DO THIS >>
Put every line of the data below into a Markdown table with the columns Row and Text, numbering the rows and skipping blank lines. Leave the pictures out of the answer.
---*---
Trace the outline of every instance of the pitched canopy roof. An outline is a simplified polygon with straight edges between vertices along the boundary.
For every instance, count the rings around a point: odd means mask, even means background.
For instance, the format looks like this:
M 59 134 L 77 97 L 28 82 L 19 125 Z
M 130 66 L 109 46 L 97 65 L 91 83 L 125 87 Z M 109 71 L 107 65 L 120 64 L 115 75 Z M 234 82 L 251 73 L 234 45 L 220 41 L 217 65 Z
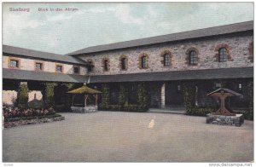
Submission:
M 102 52 L 107 50 L 114 50 L 119 49 L 156 44 L 156 43 L 161 43 L 166 42 L 180 41 L 180 40 L 205 37 L 212 37 L 212 36 L 230 34 L 234 32 L 247 32 L 252 30 L 253 30 L 253 20 L 230 24 L 230 25 L 224 25 L 220 26 L 213 26 L 213 27 L 199 29 L 199 30 L 193 30 L 189 32 L 183 32 L 178 33 L 156 36 L 152 37 L 125 41 L 120 43 L 114 43 L 110 44 L 92 46 L 92 47 L 88 47 L 85 49 L 82 49 L 69 53 L 67 54 L 67 55 L 79 55 L 82 54 L 90 54 L 90 53 L 96 53 L 96 52 Z
M 96 89 L 83 85 L 80 88 L 67 92 L 68 94 L 101 94 L 102 92 Z
M 242 95 L 241 95 L 241 94 L 239 94 L 237 92 L 235 92 L 235 91 L 233 91 L 233 90 L 231 90 L 230 89 L 226 89 L 226 88 L 218 89 L 216 89 L 216 90 L 214 90 L 214 91 L 207 94 L 207 95 L 213 95 L 215 93 L 222 93 L 222 92 L 223 93 L 230 93 L 230 94 L 231 94 L 233 95 L 236 95 L 236 96 L 242 96 Z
---*---
ANSWER IN FULL >>
| Row | Text |
|---|---|
| 1 | Trace the outline of every instance of the pitched canopy roof. An outline is a simplified polygon with straight edges between vertices along the boundary. |
| 2 | For every instance, count the rings around a point: odd means mask, even means background. |
| 3 | For instance, the format looks like this: |
| 4 | M 59 134 L 77 97 L 28 82 L 19 125 Z |
| 5 | M 130 66 L 109 46 L 97 65 L 91 83 L 125 87 Z M 109 71 L 107 65 L 120 64 L 115 75 Z M 234 82 L 251 73 L 234 45 L 220 41 L 217 65 Z |
| 6 | Submission: |
| 7 | M 102 52 L 107 50 L 114 50 L 119 49 L 156 44 L 156 43 L 161 43 L 166 42 L 180 41 L 180 40 L 205 37 L 212 37 L 212 36 L 230 34 L 234 32 L 247 32 L 252 30 L 253 30 L 253 20 L 230 24 L 230 25 L 224 25 L 220 26 L 213 26 L 213 27 L 199 29 L 199 30 L 193 30 L 189 32 L 183 32 L 178 33 L 156 36 L 152 37 L 125 41 L 120 43 L 114 43 L 110 44 L 92 46 L 92 47 L 88 47 L 85 49 L 82 49 L 69 53 L 67 54 L 67 55 L 79 55 L 82 54 L 90 54 L 90 53 L 96 53 L 96 52 Z |
| 8 | M 96 89 L 83 85 L 80 88 L 67 92 L 68 94 L 101 94 L 102 92 Z |
| 9 | M 242 95 L 241 95 L 241 94 L 239 94 L 237 92 L 235 92 L 235 91 L 233 91 L 233 90 L 231 90 L 230 89 L 226 89 L 226 88 L 218 89 L 216 89 L 216 90 L 214 90 L 214 91 L 207 94 L 207 95 L 213 95 L 215 93 L 222 93 L 222 92 L 223 93 L 230 93 L 230 94 L 231 94 L 233 95 L 236 95 L 236 96 L 242 96 Z |